_EXTRACTED INFORMATION_:
━━━━

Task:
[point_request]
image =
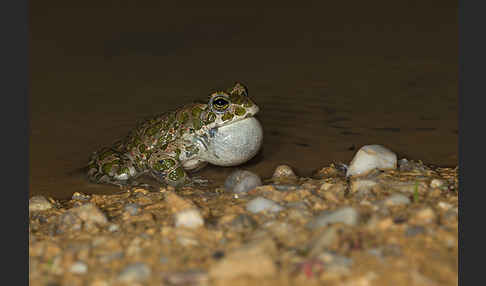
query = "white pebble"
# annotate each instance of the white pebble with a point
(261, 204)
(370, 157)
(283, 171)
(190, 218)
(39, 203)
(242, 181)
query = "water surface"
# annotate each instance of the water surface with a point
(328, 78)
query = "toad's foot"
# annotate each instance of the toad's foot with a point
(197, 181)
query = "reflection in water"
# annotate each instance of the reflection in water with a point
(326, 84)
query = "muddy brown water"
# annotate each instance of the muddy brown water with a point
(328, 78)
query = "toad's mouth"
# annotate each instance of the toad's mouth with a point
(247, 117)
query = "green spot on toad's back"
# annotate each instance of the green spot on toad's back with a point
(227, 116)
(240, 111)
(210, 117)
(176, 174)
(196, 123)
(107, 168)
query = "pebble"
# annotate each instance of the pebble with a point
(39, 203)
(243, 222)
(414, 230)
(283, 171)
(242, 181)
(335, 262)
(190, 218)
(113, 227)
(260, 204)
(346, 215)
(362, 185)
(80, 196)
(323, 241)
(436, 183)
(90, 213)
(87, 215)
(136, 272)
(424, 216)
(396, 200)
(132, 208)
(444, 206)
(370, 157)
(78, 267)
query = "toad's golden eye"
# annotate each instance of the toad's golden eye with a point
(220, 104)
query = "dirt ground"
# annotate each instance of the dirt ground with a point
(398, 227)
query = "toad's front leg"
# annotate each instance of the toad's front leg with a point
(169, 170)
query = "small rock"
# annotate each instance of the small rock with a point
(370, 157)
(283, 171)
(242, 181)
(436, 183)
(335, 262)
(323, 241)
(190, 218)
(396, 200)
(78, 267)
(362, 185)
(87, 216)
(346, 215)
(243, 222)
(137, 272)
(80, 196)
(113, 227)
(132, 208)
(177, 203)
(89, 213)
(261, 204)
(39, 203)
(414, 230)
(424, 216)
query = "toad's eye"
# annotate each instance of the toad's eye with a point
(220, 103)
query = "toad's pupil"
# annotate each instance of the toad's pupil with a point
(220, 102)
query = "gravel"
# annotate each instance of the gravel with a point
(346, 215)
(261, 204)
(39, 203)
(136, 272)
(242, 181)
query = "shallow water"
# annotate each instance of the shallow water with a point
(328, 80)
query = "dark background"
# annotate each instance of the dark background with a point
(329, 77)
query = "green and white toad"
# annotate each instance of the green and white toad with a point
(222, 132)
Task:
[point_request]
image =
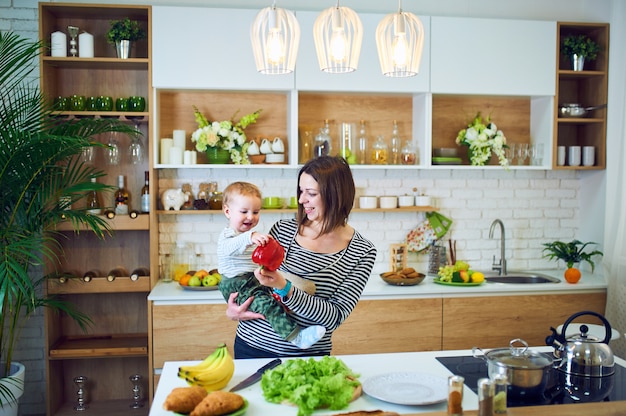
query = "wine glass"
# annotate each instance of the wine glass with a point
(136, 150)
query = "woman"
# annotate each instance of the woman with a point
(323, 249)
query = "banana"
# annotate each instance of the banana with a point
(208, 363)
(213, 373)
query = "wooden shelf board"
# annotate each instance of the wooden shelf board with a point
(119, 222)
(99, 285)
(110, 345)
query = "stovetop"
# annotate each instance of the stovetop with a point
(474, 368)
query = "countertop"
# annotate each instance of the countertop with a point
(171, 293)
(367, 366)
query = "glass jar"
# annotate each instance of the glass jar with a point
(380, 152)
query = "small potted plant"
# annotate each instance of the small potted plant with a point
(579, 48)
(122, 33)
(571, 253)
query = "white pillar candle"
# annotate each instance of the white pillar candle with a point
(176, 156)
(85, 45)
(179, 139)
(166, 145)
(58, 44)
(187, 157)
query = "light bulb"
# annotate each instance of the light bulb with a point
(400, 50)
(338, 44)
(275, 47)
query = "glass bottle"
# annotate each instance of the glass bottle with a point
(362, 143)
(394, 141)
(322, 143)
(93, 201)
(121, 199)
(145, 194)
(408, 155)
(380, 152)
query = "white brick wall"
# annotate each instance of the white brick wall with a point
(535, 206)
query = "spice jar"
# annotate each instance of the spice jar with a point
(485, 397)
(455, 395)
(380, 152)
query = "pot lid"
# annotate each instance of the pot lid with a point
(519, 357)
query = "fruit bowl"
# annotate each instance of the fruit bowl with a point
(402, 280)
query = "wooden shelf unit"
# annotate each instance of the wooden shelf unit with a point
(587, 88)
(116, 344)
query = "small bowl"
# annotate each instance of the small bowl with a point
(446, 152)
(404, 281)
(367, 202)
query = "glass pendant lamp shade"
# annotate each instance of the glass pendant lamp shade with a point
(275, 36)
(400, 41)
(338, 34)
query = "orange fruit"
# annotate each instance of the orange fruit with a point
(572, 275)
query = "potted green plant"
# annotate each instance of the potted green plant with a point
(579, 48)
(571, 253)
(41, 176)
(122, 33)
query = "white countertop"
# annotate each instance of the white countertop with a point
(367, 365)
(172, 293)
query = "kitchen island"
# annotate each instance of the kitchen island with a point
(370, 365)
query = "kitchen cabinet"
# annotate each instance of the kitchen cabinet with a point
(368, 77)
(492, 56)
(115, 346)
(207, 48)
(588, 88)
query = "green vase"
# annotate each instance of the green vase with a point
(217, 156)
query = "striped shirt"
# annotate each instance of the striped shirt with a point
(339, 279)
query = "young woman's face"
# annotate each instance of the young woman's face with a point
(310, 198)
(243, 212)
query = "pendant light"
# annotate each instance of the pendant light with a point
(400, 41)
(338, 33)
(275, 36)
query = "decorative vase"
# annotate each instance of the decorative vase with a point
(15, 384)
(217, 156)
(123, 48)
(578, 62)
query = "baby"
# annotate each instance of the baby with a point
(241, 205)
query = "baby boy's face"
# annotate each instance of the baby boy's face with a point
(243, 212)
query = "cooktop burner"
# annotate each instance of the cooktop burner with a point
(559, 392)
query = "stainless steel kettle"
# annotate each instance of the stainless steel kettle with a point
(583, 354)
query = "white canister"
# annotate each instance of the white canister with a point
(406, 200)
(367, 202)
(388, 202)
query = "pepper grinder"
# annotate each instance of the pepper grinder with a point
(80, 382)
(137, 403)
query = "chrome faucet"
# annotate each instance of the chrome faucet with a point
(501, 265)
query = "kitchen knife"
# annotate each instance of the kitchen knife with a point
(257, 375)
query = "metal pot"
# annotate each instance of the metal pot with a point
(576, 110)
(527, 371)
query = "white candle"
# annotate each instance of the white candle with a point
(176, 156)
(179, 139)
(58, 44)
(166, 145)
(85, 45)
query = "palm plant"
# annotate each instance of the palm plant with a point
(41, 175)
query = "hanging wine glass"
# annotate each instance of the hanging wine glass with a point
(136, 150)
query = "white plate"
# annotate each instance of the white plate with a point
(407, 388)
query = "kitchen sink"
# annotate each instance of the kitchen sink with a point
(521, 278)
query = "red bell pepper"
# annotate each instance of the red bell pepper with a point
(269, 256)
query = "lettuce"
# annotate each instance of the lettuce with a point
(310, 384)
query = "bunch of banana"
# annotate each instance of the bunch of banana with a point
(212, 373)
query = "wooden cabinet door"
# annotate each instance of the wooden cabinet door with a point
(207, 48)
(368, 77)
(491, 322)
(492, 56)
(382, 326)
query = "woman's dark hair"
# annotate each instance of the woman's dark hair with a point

━━━━

_TASK STATEMENT_:
Output the records above exactly as they are, leaving out the pictures.

_SOLUTION BELOW_:
Task:
[point_request]
image =
query = "white pebble"
# annotate each instance of the white pebble with a point
(261, 204)
(370, 157)
(283, 171)
(190, 218)
(39, 203)
(242, 181)
query = "water surface"
# annotate each instance of the water surface with a point
(328, 78)
query = "toad's foot"
# annotate each instance of the toad's foot with a point
(197, 181)
query = "reflection in water"
# annotate each instance of the reflection in water with a point
(326, 84)
query = "muddy brown water"
# annotate each instance of the muddy brown water with a point
(328, 78)
query = "toad's mouth"
# annotate each instance of the toad's mouth with a point
(247, 117)
query = "green spot on toad's back"
# annotate each instance of the green spot on toad's back with a point
(227, 116)
(240, 111)
(210, 117)
(176, 174)
(196, 123)
(107, 168)
query = "pebble"
# annotate each instance of the pebble with a point
(39, 203)
(243, 222)
(414, 230)
(283, 171)
(242, 181)
(335, 262)
(190, 218)
(113, 227)
(260, 204)
(346, 215)
(362, 185)
(80, 196)
(323, 241)
(436, 183)
(90, 213)
(87, 215)
(136, 272)
(424, 216)
(396, 200)
(132, 208)
(444, 206)
(370, 157)
(78, 267)
query = "toad's golden eye"
# annotate each instance of the toad's golden eye with a point
(220, 104)
query = "dirt ground"
# annotate each instance of the dirt ground with a point
(398, 227)
query = "toad's front leg"
# annotate each instance of the toad's front leg with a point
(169, 170)
query = "small rock"
# annotate each instance of the small rock with a point
(370, 157)
(283, 171)
(242, 181)
(436, 183)
(335, 262)
(323, 241)
(190, 218)
(396, 200)
(78, 267)
(362, 185)
(87, 216)
(346, 215)
(243, 222)
(137, 272)
(80, 196)
(113, 227)
(132, 208)
(177, 203)
(89, 213)
(261, 204)
(39, 203)
(414, 230)
(424, 216)
query = "toad's eye"
# annotate each instance of the toad's eye with a point
(220, 103)
query = "toad's pupil"
# annotate each instance of the toad's pupil with a point
(220, 102)
query = "gravel"
# annotate each instance of the gravel with a point
(346, 215)
(261, 204)
(39, 203)
(136, 272)
(242, 181)
query = "shallow water"
# annotate each instance of the shallow water with a point
(328, 80)
query = "dark background"
# annotate each instance of the dark background with a point
(329, 77)
query = "green and white toad"
# annotate each instance of the green and white toad with a point
(222, 132)
Task:
[point_request]
image =
query = "wine glass"
# annotate each instance of the wine glass with a point
(136, 150)
query = "woman"
# annotate each instance of the woman with a point
(323, 249)
query = "banana"
# annotate each instance of the banana with a point
(208, 363)
(213, 373)
query = "wooden shelf board"
# annotate each instance of the wooden shelf board with a point
(119, 222)
(99, 285)
(110, 345)
query = "stovetop"
# annotate each instance of the stovetop with a point
(474, 368)
query = "countertop"
# annotate each instance of the countertop with a point
(171, 293)
(367, 366)
query = "glass jar"
# annotate each instance of the glass jar with a point
(380, 152)
query = "small potted plant"
# annotate each instance of the small potted plant with a point
(579, 48)
(122, 33)
(571, 253)
query = "white pillar candle"
# annotate each instance of the white pillar candle with a point
(176, 156)
(85, 45)
(179, 139)
(166, 145)
(58, 44)
(187, 157)
query = "light bulb"
# annotate each instance of the light bulb with a point
(400, 50)
(338, 44)
(275, 47)
query = "glass bottle"
# annotate each instance of the glass bottle with a point
(362, 143)
(394, 141)
(322, 143)
(93, 201)
(121, 199)
(145, 194)
(408, 155)
(380, 152)
query = "white brick wall"
# annotate each instance of the white brick wall with a point
(535, 206)
query = "spice jar"
# annotate each instance of the spice jar with a point
(485, 397)
(455, 395)
(380, 152)
query = "pot lid"
# annotate each instance of the pot lid with a point
(519, 357)
query = "fruit bowl"
# annotate each instance of the fruit bowl with a point
(402, 280)
query = "wooden shelf unit"
# annotate each instance of the wooden shelf unit with a point
(587, 88)
(116, 344)
query = "small bowl"
# annotate each instance of the small bowl with a point
(446, 152)
(404, 281)
(367, 202)
query = "glass pendant lamp shade"
# annotate each instance of the glass pendant lamp shade with a point
(275, 36)
(400, 41)
(338, 34)
query = "orange fruit"
# annotate each instance of the orange fruit with a point
(572, 275)
query = "potted green plant"
# annotate each instance of the potted green plant with a point
(579, 48)
(571, 253)
(41, 176)
(122, 33)
query = "white countertop"
# annotate each instance of the white countertop with a point
(367, 365)
(172, 293)
query = "kitchen island"
# annotate each instance of the kitchen island with a point
(370, 365)
query = "kitchen cabinet"
# annotate each instance of the kitchen cabinet with a point
(368, 77)
(492, 56)
(115, 346)
(207, 48)
(588, 88)
query = "green vase"
# annotate each instance of the green vase with a point
(217, 156)
query = "striped shirt"
# annotate each instance of the striped shirt with a point
(339, 279)
query = "young woman's face"
# annotate each instance of the young woman's face with a point
(310, 198)
(243, 212)
query = "pendant light"
# annotate each instance of the pendant light with a point
(400, 41)
(338, 33)
(275, 36)
query = "decorative vase"
# annotate each instance of the decorative vase with a point
(15, 384)
(217, 156)
(123, 48)
(578, 62)
query = "baby"
# annotate each instance of the baby with a point
(241, 205)
query = "baby boy's face"
# annotate each instance of the baby boy's face with a point
(243, 212)
query = "cooktop burner"
# annotate each instance of the cooktop burner with a point
(559, 392)
query = "stainless steel kettle"
# annotate each instance of the stainless steel kettle with a point
(583, 354)
query = "white canister"
# annotate each instance of the white canister with a point
(406, 200)
(367, 202)
(388, 202)
query = "pepper grinder"
# annotate each instance of the pepper grinder with a point
(80, 382)
(137, 403)
query = "chrome faucet"
# annotate each instance of the chrome faucet with a point
(501, 265)
query = "kitchen knife"
# annotate each instance of the kitchen knife with a point
(257, 375)
query = "metal pot"
# annotate each instance of the metal pot with a point
(576, 110)
(527, 371)
query = "white candle"
# annotate each instance of the white candle with a point
(176, 156)
(179, 139)
(58, 44)
(166, 145)
(85, 45)
query = "palm plant"
# annotate each instance of the palm plant with a point
(41, 175)
query = "hanging wine glass"
# annotate each instance of the hanging wine glass with a point
(136, 150)
query = "white plate"
# annotate each instance of the white plate with a point
(407, 388)
query = "kitchen sink"
# annotate each instance of the kitchen sink with a point
(521, 278)
query = "red bell pepper"
# annotate each instance of the red bell pepper with a point
(269, 256)
query = "lettuce"
# annotate each instance of the lettuce with a point
(310, 384)
query = "bunch of banana"
# annotate each instance of the bunch of banana with a point
(212, 373)
query = "wooden cabinet door"
# annotate each instance of the wooden cabinet door with a point
(207, 48)
(368, 77)
(491, 322)
(492, 56)
(382, 326)
query = "woman's dark hair"
# annotate each instance of the woman's dark hair with a point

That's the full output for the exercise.